Before proceeding to the proof, we will find it useful to define:
\begin{align*}
\displaystyle
\hat{\phi}^\val_y(f^s) &= \frac{1}{\hat{\pi}^{t,\val}_y}\frac{1}{n^\val}\sum_{(x', y') \in S^{\val}}  p_y^t(x')\,\ell\left( y , f^s(x') \right).
\end{align*}
We then state a useful lemma.

% \begin{lemma}
%     Suppose for any $\delta \in (0,1)$, the following bound holds on the
% estimation error in Theorem \ref{thm:good-teacher}
% with probability at least $1 - \delta$ (over draw of $S \sim D^n$):
% \[
% |\hat{L}^\robd(f) - L^\robd(f)| \leq \Delta(n, \delta),
% \]
% for some $\Delta(n, \delta) \in \R_+$ that
% is decreasing in sample size $n$ and increasing in $1/\delta$. Then
% with probability at least $1 - \delta$ (over draw of $S \sim D^n$), 
% for any $\lambda \in \Delta_m$
% \[
% \left|\frac{1}{n}\sum_{i=1}^n\sum_{y=1}^m \frac{\lambda_y}{\hat{\pi}^t_y}  p_y^t(x_i)\, \ell\left( y , {f}(x_i) \right)
%     \,-\, \E_{x}\left[\sum_{y=1}^m \frac{\lambda_y}{\hat{\pi}^t_y}  p_y^t(x_i)\, \ell\left( y , {f}(x_i) \right)\right]
%     \right| \leq \Delta(n, \delta)

◆ ◆ ◆

WRITTEN TASKS:
A: Write out the excerpted text, starting at the words "Before proceeding to" and ending after the words "a useful lemma.".
B: In the excerpted text, what is the quantity Δ(n, δ) said to be decreasing in?
C: Translate this sentence from the excerpted text into Spanish: "We then state a useful lemma."

[Items from a dataset]
◆ ◆ ◆

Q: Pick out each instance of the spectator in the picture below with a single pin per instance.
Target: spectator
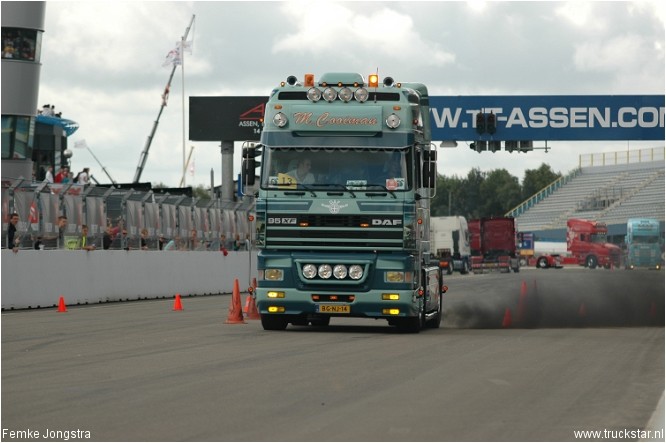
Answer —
(62, 228)
(107, 239)
(12, 239)
(49, 175)
(124, 241)
(223, 245)
(193, 242)
(161, 242)
(302, 172)
(144, 239)
(68, 178)
(83, 177)
(172, 245)
(86, 243)
(237, 245)
(62, 173)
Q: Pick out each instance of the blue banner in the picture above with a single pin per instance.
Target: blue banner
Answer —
(566, 117)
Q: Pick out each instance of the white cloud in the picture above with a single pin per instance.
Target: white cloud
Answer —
(339, 30)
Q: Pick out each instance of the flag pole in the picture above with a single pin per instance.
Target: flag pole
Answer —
(182, 66)
(165, 96)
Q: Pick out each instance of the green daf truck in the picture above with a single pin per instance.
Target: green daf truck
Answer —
(342, 206)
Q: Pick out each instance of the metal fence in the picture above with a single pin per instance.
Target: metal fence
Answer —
(177, 217)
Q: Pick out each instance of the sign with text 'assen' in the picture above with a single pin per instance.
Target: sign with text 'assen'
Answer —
(565, 117)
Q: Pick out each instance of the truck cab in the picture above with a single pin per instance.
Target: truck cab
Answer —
(343, 204)
(587, 242)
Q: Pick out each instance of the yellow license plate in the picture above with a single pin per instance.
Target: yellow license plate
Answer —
(333, 309)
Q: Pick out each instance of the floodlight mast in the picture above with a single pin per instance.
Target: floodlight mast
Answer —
(144, 153)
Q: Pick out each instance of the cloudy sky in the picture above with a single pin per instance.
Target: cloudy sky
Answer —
(102, 66)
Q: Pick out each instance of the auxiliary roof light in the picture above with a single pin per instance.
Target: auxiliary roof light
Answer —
(314, 94)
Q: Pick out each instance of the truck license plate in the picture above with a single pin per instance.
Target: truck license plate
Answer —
(333, 309)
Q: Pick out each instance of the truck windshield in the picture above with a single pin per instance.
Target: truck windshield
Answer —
(598, 238)
(336, 168)
(646, 239)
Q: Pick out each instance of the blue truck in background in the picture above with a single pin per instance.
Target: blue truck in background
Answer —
(644, 246)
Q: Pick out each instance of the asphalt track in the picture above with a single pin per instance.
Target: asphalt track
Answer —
(534, 356)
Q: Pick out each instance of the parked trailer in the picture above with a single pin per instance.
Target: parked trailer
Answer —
(493, 245)
(449, 238)
(644, 245)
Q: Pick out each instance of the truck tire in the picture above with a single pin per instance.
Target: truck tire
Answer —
(274, 322)
(411, 325)
(437, 319)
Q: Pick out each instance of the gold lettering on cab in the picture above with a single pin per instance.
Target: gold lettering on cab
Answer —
(325, 119)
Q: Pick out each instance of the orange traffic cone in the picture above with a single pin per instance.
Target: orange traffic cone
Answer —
(522, 302)
(246, 307)
(506, 322)
(61, 305)
(235, 309)
(253, 312)
(177, 305)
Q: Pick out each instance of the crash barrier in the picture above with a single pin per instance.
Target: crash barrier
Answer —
(39, 206)
(37, 279)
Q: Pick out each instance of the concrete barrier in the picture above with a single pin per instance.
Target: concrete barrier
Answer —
(32, 279)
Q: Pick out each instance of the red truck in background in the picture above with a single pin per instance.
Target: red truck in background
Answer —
(587, 243)
(493, 244)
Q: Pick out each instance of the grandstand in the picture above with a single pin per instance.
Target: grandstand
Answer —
(619, 186)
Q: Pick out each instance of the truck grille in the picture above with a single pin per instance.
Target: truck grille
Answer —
(326, 231)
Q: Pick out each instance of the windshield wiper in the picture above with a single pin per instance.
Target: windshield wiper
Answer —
(383, 187)
(339, 185)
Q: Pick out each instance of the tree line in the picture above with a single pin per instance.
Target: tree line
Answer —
(488, 194)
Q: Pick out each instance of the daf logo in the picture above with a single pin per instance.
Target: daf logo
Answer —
(334, 206)
(386, 222)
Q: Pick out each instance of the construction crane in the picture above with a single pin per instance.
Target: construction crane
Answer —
(165, 95)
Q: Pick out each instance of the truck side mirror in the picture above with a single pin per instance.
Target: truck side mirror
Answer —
(249, 164)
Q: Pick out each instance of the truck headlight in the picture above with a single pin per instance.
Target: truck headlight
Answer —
(345, 94)
(273, 274)
(309, 271)
(340, 271)
(325, 271)
(330, 94)
(355, 272)
(394, 276)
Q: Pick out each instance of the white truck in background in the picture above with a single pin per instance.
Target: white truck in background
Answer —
(449, 242)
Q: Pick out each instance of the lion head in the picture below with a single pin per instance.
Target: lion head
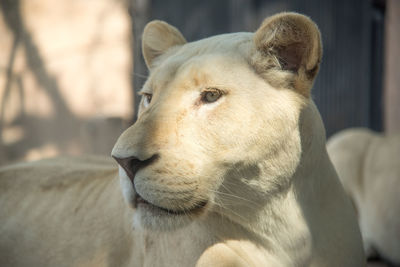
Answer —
(218, 128)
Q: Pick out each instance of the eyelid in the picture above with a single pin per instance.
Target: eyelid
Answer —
(144, 93)
(213, 89)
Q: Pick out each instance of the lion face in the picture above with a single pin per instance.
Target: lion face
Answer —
(214, 133)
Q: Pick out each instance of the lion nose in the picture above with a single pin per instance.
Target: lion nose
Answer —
(132, 164)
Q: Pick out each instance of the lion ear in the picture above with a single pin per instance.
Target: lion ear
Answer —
(295, 41)
(158, 37)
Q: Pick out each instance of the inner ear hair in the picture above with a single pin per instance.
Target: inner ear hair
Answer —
(291, 43)
(158, 37)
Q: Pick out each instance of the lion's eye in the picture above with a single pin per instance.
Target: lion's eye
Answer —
(211, 96)
(146, 99)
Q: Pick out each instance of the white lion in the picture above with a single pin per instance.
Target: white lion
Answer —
(368, 165)
(225, 166)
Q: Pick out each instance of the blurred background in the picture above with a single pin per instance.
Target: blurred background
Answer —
(69, 69)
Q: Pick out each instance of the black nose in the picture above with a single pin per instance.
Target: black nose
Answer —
(132, 164)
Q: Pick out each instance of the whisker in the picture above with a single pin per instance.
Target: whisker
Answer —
(140, 75)
(234, 196)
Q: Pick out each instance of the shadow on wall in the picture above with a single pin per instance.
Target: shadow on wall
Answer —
(36, 119)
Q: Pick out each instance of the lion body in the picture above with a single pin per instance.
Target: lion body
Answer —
(225, 166)
(368, 166)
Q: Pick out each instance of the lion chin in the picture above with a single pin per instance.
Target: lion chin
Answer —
(152, 217)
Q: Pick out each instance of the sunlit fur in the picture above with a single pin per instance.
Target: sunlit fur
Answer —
(368, 166)
(256, 156)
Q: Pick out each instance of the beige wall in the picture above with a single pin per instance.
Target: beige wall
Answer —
(392, 67)
(65, 85)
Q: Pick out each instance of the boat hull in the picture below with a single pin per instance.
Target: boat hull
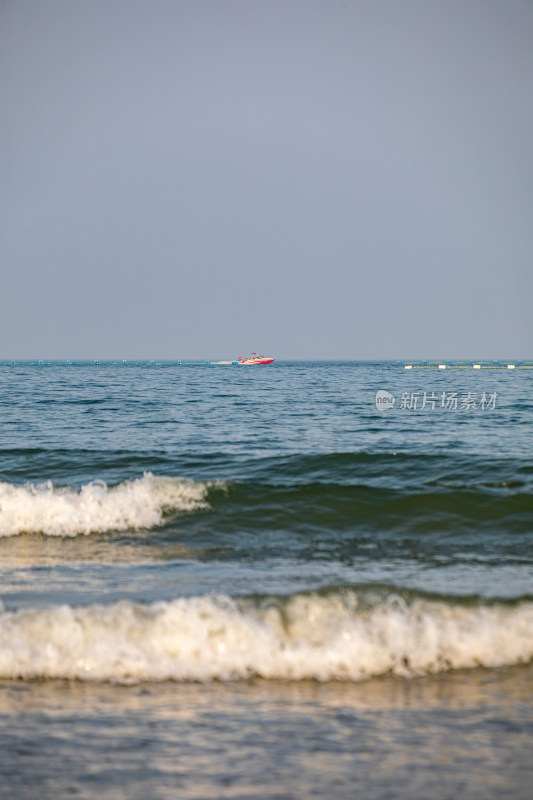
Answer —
(259, 360)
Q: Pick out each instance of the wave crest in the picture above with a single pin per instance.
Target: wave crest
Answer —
(305, 637)
(95, 507)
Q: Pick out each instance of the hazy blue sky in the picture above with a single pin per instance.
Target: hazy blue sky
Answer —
(202, 178)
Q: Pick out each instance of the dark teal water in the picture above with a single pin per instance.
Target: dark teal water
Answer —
(256, 529)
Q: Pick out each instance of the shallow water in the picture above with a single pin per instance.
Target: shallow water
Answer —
(221, 578)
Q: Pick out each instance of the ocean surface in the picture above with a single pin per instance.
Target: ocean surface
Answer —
(257, 582)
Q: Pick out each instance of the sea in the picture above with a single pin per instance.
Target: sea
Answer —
(303, 580)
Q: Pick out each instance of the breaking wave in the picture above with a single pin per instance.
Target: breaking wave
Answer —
(336, 636)
(95, 507)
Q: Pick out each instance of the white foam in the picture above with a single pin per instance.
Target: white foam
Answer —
(95, 507)
(216, 638)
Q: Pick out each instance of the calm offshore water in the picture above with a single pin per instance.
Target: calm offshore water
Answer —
(249, 582)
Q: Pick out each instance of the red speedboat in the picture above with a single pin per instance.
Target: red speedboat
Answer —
(254, 358)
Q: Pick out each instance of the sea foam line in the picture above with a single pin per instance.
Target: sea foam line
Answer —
(95, 507)
(216, 638)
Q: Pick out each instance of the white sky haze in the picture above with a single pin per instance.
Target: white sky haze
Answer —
(202, 178)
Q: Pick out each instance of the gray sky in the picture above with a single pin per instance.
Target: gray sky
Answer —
(202, 178)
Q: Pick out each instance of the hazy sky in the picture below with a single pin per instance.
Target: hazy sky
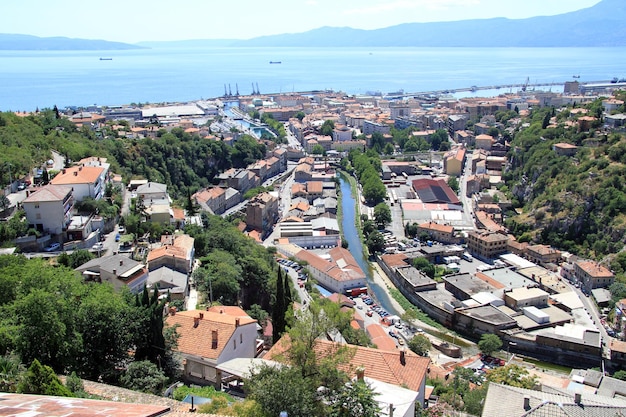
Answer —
(149, 20)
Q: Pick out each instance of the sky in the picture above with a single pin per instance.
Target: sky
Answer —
(134, 21)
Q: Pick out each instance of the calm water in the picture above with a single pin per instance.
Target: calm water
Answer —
(348, 206)
(31, 79)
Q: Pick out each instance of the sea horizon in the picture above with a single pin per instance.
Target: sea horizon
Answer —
(43, 79)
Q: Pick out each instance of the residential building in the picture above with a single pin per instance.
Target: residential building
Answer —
(506, 400)
(262, 213)
(209, 338)
(484, 141)
(543, 254)
(453, 161)
(439, 232)
(338, 274)
(400, 368)
(486, 245)
(49, 209)
(170, 282)
(86, 181)
(212, 199)
(118, 270)
(592, 275)
(176, 252)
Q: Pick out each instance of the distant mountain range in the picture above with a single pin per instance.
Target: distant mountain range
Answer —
(599, 25)
(14, 42)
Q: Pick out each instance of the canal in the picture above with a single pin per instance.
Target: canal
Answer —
(355, 246)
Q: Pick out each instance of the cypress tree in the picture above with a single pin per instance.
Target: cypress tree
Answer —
(278, 312)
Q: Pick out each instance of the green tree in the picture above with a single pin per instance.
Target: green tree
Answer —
(356, 399)
(422, 264)
(11, 371)
(144, 376)
(420, 344)
(278, 389)
(514, 375)
(375, 242)
(41, 379)
(453, 183)
(327, 128)
(489, 343)
(318, 150)
(382, 215)
(278, 311)
(621, 375)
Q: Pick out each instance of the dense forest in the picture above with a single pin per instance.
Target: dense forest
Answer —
(178, 159)
(573, 203)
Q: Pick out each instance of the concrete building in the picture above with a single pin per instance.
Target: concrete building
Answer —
(117, 270)
(592, 275)
(49, 209)
(86, 181)
(209, 338)
(339, 273)
(518, 298)
(486, 245)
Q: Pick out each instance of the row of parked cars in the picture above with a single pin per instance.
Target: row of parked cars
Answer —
(374, 308)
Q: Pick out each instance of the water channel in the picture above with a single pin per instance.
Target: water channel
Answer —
(355, 246)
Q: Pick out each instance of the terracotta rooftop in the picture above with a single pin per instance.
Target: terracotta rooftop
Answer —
(385, 366)
(195, 339)
(48, 193)
(77, 175)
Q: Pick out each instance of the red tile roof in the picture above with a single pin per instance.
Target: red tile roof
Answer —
(385, 366)
(196, 339)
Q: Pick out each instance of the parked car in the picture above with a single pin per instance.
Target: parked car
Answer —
(52, 247)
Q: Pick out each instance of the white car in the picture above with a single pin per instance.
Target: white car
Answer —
(52, 247)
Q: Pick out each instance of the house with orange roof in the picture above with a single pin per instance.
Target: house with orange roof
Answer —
(49, 208)
(212, 199)
(398, 367)
(339, 273)
(209, 338)
(592, 275)
(439, 232)
(176, 252)
(454, 160)
(87, 181)
(380, 337)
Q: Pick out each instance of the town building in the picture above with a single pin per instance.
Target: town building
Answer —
(118, 270)
(486, 245)
(262, 213)
(209, 338)
(86, 181)
(49, 208)
(591, 274)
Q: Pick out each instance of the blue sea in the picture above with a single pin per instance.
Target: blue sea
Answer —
(39, 79)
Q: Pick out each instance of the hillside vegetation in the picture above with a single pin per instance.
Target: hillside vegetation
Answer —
(573, 203)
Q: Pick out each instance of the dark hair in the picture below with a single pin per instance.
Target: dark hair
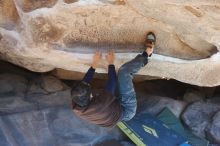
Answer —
(81, 94)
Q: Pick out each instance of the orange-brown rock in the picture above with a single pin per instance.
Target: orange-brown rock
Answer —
(30, 5)
(9, 17)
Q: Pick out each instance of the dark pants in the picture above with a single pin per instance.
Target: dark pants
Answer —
(127, 95)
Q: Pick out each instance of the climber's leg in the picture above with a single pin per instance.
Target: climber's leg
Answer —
(127, 95)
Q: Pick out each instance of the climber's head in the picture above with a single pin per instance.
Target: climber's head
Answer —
(81, 94)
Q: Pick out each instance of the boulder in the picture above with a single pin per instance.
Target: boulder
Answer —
(43, 115)
(12, 84)
(214, 129)
(198, 116)
(155, 104)
(64, 34)
(193, 95)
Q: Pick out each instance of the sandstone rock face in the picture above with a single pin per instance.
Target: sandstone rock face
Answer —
(32, 114)
(45, 35)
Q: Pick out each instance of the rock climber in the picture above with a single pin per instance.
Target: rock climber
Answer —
(103, 108)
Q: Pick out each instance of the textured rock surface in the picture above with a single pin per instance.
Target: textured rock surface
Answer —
(44, 35)
(36, 116)
(203, 119)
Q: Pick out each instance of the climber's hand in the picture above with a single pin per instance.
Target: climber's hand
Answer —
(110, 57)
(96, 58)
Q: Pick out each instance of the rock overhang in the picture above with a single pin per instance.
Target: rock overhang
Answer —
(64, 35)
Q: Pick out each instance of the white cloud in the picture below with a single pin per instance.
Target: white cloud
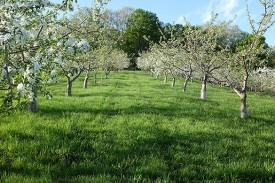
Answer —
(226, 9)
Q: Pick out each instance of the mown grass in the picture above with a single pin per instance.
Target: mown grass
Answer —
(134, 128)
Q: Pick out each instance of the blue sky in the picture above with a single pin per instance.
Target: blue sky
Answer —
(196, 11)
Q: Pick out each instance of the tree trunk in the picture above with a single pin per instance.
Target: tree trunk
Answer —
(243, 105)
(185, 84)
(203, 87)
(69, 87)
(33, 100)
(106, 73)
(165, 77)
(173, 82)
(8, 77)
(187, 79)
(87, 76)
(95, 75)
(243, 95)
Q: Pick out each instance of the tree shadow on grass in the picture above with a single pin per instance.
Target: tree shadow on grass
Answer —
(150, 153)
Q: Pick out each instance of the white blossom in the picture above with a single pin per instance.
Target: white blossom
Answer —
(53, 72)
(21, 89)
(71, 50)
(70, 42)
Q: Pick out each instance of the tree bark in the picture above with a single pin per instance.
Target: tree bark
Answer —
(8, 77)
(243, 106)
(165, 77)
(173, 82)
(106, 73)
(69, 87)
(87, 76)
(184, 87)
(95, 77)
(243, 95)
(203, 88)
(33, 100)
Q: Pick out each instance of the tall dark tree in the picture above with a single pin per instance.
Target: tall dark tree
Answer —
(142, 28)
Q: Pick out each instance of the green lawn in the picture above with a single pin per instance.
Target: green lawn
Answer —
(134, 128)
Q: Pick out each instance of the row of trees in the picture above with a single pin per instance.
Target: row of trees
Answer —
(37, 45)
(39, 42)
(217, 52)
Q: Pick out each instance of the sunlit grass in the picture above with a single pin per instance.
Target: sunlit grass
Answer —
(134, 128)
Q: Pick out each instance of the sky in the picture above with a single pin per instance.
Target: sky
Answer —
(196, 12)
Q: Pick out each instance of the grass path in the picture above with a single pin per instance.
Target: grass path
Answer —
(133, 128)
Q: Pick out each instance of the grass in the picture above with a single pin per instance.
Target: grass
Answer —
(134, 128)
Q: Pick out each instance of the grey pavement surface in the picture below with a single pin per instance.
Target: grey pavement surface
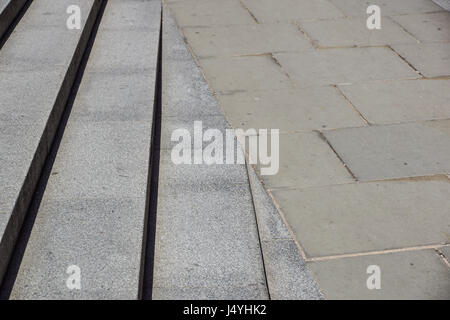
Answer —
(206, 235)
(35, 85)
(353, 104)
(288, 276)
(9, 10)
(444, 4)
(92, 212)
(402, 273)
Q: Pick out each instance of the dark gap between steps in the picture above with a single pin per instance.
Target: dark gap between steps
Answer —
(148, 256)
(25, 232)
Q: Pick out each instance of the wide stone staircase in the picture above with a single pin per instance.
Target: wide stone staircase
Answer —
(91, 207)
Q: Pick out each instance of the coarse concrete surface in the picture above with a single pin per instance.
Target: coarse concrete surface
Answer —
(444, 4)
(36, 75)
(207, 243)
(93, 210)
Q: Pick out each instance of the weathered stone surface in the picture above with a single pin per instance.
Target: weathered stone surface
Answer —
(388, 7)
(394, 151)
(383, 102)
(9, 9)
(361, 217)
(354, 32)
(244, 73)
(206, 244)
(267, 11)
(430, 27)
(431, 59)
(93, 209)
(404, 275)
(246, 40)
(290, 109)
(337, 66)
(310, 163)
(37, 74)
(209, 13)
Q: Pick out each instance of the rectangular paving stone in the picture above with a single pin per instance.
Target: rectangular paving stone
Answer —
(93, 209)
(388, 7)
(446, 251)
(336, 66)
(431, 59)
(363, 217)
(244, 73)
(210, 13)
(288, 276)
(290, 110)
(384, 102)
(430, 27)
(245, 39)
(306, 160)
(404, 275)
(267, 11)
(354, 32)
(394, 151)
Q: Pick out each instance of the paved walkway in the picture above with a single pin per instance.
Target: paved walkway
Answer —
(365, 136)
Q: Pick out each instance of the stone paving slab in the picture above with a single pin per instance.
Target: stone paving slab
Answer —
(388, 7)
(8, 12)
(247, 39)
(268, 11)
(290, 110)
(244, 73)
(306, 160)
(362, 217)
(288, 277)
(384, 102)
(336, 66)
(431, 59)
(394, 151)
(33, 106)
(446, 251)
(354, 32)
(93, 210)
(429, 27)
(210, 13)
(404, 275)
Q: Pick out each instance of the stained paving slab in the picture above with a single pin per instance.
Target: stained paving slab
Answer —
(93, 210)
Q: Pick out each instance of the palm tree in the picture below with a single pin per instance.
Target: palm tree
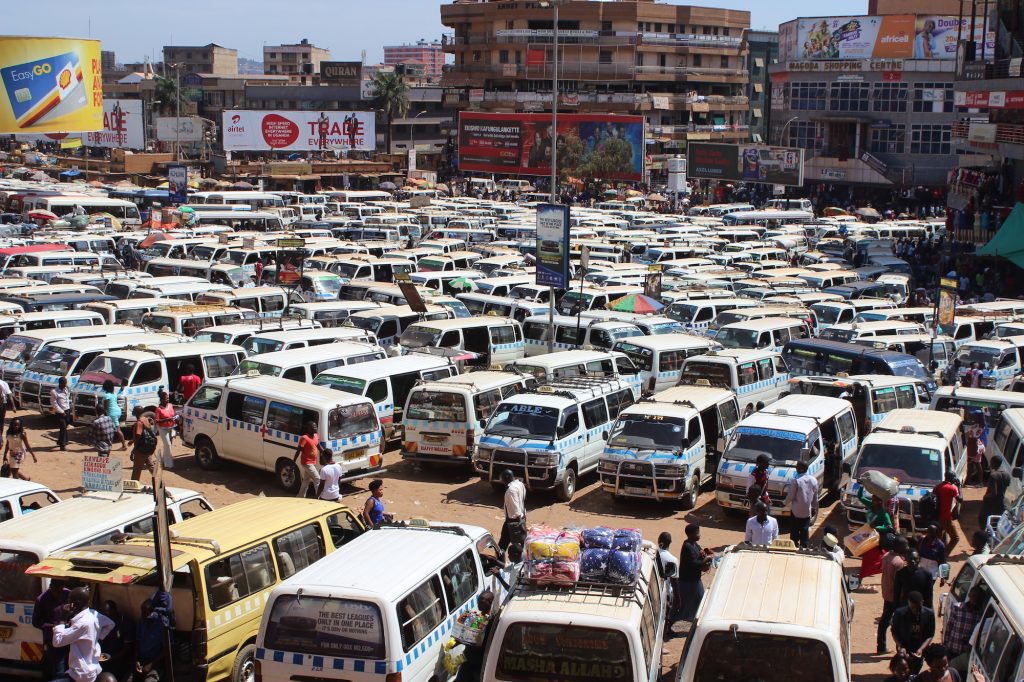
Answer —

◆ ◆ ◆

ANSWERS TO THE EXERCISE:
A:
Before proceeding to the proof, we will find it useful to define:
\begin{align*}
\displaystyle
\hat{\phi}^\val_y(f^s) &= \frac{1}{\hat{\pi}^{t,\val}_y}\frac{1}{n^\val}\sum_{(x', y') \in S^{\val}}  p_y^t(x')\,\ell\left( y , f^s(x') \right).
\end{align*}
We then state a useful lemma.

B: Sample size n.

C: A continuación enunciamos un lema útil.